[Article]:
EX-99.1 3 dex991.htm JOINT BOND AGREEMENT Joint Bond Agreement

Exhibit 1

AMENDED AND RESTATED

JOINT INSURED BOND AGREEMENT

THIS AGREEMENT, dated as of the 15th day of January, 2008, by and between the undersigned parties (which entities, together with any and all other entities hereafter included as named insureds under the Fidelity Bond (as hereafter defined) are collectively referred to as the “Parties” and singularly as a “Party”).

WITNESSETH:

WHEREAS, in accordance with subsection (f) of Rule 17g-1 of the Securities and Exchange Commission under the Investment Company Act of 1940 (the “Act”), The Phoenix Edge Series Fund, Phoenix Adviser Trust, Phoenix Asset Trust, Phoenix CA-Tax Exempt Bond Fund, Phoenix Equity Series Fund, Phoenix Equity Trust, Phoenix Insight Funds Trust, Phoenix Institutional Mutual Funds, Phoenix Investment Series Fund, Phoenix Investment Trust 06, Phoenix Investment Trust 97, Phoenix Multi-Portfolio Fund, Phoenix Multi-Series Trust, Phoenix Opportunities Trust, Phoenix Portfolios, Phoenix PHOLIOsSM, Phoenix Series Fund, Phoenix Strategic Equity Series Fund, DNP Select Income Fund Inc., DTF Tax-Free Income Inc., Duff & Phelps Utility and Corporate Bond Trust Inc., The Zweig Fund, Inc., The Zweig Total Return Fund, Inc., Phoenix Equity Planning Corporation, Phoenix Investment Partners, Ltd., Phoenix Investment Counsel, Inc., Duff & Phelps Investment Management Co., Engemann Asset Management, Euclid Advisers LLC, Pasadena Capital Corporation, SCM Advisors, LLC, Phoenix Variable Advisors, Inc., PXP Institutional Markets Group, Ltd., PXP Securities Corp., Phoenix/Zweig Advisors LLC, Walnut Asset Management, LLC, Rutherford Financial Corporation, Rutherford Brown & Catherwood LLC, and Kayne Anderson Rudnick Investment Management LLC, entered into a certain Amended and Restated Joint Insured Bond Agreement dated January 12, 2007 (the “Agreement”);

WHEREAS, the Parties are each named as insureds under that certain joint insured bond issued by ACE USA, of New York, NY, The Hartford Insurance Group, and Great American, bearing policy numbers DONG21648425006, FI 0237719-07, and FS234-61-45 (which fidelity bond, together with all endorsements and riders now or hereafter issued with respect thereto and any and all renewals thereof as well as any and all substitutions or replacements thereof shall hereinafter be referred to as the “Fidelity Bond”); and

WHEREAS, the Parties mutually desire to renew and continue the Agreement in accordance with the provisions herein below contained and to add as signatories those insureds added to the Fidelity Bond pursuant to Paragraph 3 since execution of the Agreement.

[Items]:
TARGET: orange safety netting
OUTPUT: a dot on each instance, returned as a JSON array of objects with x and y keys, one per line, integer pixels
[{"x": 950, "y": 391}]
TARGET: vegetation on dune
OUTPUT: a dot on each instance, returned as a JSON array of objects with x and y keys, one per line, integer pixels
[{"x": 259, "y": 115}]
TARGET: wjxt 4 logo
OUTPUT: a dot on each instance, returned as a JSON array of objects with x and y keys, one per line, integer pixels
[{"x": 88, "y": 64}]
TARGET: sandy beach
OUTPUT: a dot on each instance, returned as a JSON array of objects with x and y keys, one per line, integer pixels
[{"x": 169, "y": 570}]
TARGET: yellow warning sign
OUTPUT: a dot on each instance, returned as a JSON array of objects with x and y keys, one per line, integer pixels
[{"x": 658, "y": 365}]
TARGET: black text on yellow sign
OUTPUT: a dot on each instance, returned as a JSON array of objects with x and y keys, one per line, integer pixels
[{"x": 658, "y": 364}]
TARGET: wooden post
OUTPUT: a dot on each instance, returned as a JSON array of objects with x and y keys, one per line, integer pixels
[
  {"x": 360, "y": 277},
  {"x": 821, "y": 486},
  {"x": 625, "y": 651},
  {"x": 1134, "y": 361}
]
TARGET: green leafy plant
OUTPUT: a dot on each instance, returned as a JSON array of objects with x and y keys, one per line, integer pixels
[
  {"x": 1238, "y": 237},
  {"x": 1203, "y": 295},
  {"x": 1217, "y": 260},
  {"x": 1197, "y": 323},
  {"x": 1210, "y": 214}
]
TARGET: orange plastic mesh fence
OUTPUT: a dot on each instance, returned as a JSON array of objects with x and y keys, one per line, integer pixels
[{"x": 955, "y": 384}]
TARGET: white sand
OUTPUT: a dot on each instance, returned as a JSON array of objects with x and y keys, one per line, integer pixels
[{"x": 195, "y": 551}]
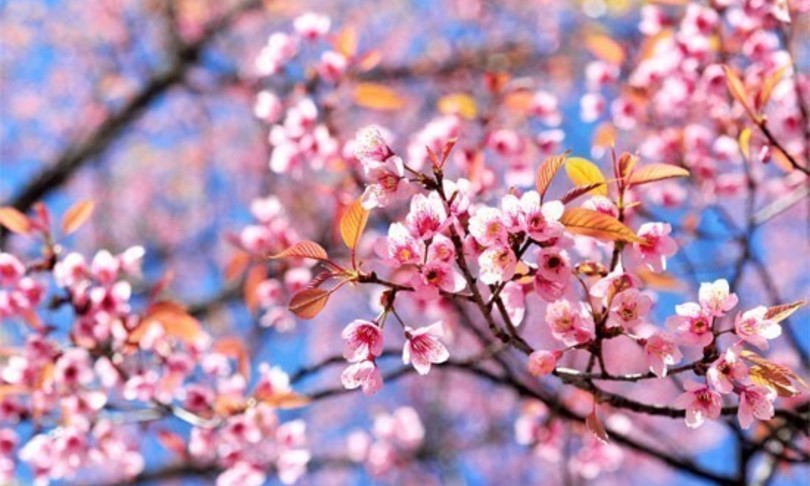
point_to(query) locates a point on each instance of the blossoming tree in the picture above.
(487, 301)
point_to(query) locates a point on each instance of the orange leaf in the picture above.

...

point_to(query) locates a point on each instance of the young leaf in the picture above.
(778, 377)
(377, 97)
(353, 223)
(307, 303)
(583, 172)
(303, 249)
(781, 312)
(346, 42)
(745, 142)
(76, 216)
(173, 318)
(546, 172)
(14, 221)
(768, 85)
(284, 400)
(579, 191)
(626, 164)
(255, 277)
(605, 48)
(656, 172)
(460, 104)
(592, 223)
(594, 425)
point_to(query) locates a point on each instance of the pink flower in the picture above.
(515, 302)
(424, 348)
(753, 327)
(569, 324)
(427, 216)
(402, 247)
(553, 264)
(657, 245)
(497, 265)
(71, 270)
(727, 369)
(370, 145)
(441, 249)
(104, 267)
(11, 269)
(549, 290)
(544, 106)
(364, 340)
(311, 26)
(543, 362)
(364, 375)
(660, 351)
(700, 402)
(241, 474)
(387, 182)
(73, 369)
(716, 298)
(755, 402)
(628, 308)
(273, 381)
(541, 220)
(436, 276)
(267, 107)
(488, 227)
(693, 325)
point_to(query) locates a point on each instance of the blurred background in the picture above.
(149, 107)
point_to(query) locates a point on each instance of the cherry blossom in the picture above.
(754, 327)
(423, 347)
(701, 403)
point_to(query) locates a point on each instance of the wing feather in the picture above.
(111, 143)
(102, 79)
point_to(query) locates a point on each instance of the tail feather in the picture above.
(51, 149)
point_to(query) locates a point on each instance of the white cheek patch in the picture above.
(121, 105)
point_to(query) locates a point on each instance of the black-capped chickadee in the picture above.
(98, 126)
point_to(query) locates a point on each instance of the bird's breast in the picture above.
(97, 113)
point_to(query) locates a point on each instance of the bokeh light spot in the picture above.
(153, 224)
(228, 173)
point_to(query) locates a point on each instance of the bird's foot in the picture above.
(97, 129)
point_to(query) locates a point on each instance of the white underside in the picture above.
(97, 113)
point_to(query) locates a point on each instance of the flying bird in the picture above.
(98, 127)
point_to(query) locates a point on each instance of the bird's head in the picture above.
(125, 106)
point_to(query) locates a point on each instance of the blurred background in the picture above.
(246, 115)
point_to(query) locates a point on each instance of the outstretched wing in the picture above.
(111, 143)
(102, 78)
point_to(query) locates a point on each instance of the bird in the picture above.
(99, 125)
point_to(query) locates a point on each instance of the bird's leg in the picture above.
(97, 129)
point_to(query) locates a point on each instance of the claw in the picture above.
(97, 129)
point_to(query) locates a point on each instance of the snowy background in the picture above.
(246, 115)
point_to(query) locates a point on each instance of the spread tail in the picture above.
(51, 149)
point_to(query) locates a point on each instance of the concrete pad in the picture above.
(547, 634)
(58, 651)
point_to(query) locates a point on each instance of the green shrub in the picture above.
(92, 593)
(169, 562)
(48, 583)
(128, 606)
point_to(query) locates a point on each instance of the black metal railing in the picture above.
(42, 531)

* * *

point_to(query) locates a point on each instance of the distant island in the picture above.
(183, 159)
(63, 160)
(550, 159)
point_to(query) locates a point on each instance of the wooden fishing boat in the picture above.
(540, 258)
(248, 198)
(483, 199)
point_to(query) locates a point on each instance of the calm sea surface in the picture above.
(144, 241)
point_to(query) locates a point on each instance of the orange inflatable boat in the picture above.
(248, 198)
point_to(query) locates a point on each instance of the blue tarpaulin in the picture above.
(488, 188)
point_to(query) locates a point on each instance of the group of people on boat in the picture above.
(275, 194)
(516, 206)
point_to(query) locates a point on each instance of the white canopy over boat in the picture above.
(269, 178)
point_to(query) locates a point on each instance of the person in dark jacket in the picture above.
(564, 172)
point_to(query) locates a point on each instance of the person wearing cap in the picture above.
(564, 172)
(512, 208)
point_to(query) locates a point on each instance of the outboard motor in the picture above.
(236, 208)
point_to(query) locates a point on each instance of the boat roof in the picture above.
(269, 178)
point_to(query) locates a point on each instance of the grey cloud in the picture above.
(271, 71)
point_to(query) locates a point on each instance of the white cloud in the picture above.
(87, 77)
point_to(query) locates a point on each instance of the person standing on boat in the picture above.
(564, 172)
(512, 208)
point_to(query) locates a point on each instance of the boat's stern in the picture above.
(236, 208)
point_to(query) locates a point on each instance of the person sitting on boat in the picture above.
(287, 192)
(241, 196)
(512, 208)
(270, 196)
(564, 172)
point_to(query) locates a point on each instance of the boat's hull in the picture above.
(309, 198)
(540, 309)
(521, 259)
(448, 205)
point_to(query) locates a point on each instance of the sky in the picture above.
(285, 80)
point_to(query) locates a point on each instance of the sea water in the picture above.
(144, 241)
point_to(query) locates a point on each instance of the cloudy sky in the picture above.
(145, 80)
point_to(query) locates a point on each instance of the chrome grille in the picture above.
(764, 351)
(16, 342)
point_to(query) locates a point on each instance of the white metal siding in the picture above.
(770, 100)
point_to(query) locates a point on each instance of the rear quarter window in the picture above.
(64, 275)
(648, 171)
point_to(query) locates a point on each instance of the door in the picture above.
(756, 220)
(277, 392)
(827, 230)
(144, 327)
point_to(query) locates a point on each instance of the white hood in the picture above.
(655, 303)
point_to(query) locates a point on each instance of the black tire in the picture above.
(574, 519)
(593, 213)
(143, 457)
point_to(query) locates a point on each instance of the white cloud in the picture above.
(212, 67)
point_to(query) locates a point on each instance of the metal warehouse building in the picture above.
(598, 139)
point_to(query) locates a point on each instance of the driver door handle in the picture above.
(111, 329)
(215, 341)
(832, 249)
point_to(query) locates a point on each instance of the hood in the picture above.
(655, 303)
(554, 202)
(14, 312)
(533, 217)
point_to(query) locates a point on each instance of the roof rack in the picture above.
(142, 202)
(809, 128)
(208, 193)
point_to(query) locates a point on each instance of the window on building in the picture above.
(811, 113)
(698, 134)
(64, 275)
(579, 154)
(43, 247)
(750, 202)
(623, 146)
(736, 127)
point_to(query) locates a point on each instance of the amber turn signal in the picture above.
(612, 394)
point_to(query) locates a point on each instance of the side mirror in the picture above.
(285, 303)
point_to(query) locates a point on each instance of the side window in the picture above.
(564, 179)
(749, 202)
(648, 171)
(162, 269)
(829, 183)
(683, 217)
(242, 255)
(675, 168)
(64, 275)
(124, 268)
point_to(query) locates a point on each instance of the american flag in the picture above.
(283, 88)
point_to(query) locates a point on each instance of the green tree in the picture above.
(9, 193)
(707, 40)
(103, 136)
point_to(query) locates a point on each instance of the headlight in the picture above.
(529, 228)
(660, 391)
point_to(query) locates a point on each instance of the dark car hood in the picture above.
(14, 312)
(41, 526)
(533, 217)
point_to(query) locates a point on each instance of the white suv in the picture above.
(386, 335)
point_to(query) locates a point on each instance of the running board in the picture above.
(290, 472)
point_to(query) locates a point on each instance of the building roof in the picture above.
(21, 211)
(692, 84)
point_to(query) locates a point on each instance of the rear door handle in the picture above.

[Goal 1]:
In one to three sentences, explain what reasons the bond agreement gives for the parties entering into this new version of their Agreement.
[Goal 2]:
According to the bond agreement, what is the date of the earlier Amended and Restated Joint Insured Bond Agreement?
The material above is separate from the bond agreement.

[Complete output 1]:
The parties want to renew and continue the Agreement under the provisions it sets out. They also want to add as signatories the insureds that have been added to the Fidelity Bond under Paragraph 3 since the Agreement was signed.

[Complete output 2]:
January 12, 2007.